__Page text__:
'''
There are a couple of things I was hoping you would have addressed in your reply.

 

1. No Demand is defined as an up bar on a narrow range with volume less than the previous two bars. By that definition, EVERY up close with an arrow would be No Demand. But if one waits for confirmation, then the only No Demand in the black box is the last one. Which is labeled.

 

I guess that you consider confirmation a break of the low of the Possible No Demand bar, correct?

 

If one uses TG, a No Demand bar is confirmed (indicator generated) AFTER the close of the next bar if it is a down close. This is where I am struggling a bit. I would be inclined to wait for the close of the next bar to confirm that the prior bar was indeed No Demand rather than simply no buying pressure.

 

What are you thoughts on this?

 

Therefore, I like the price action at option 2. Here we see M2 act as resistance which creates another No Demand candle. And that No Demand is confirmed by an Upthrust like candle. Of course, there is now the problem of distance to YL. How close to a possible PL are you willing to take a trade into it?
'''
__Problem requirements__:
Do the following statements agree with the post on No Demand bars? For each, answer yes or no and quote the words of the post that decide it. (a) No Demand is defined as an up bar on a narrow range with volume less than the previous two bars. (b) The writer favors the price action at option 1. (c) With TG, a No Demand bar is confirmed after the close of the next bar if that bar closes up.

__Provided material__:
'''
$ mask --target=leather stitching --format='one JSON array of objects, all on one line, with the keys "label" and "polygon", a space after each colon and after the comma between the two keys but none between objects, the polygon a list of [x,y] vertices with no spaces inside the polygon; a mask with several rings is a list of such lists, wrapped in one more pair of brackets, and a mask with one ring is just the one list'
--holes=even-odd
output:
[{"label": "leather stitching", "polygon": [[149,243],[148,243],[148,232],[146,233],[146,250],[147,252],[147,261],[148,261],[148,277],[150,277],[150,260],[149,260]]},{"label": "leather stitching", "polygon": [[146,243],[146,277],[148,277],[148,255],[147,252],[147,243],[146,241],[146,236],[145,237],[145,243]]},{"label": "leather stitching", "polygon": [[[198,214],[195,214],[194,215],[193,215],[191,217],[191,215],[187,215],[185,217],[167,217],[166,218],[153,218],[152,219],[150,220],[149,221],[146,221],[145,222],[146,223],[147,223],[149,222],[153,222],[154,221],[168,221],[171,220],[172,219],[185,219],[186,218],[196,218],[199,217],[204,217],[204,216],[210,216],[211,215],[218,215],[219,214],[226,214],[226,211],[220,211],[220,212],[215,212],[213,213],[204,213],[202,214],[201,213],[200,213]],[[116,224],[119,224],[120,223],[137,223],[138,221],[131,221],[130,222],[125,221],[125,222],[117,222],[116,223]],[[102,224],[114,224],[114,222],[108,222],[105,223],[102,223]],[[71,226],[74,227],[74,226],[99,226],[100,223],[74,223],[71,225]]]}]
'''
__Result below__:
(a) Yes: "No Demand is defined as an up bar on a narrow range with volume less than the previous two bars."
(b) No: "Therefore, I like the price action at option 2."
(c) No: "a No Demand bar is confirmed (indicator generated) AFTER the close of the next bar if it is a down close."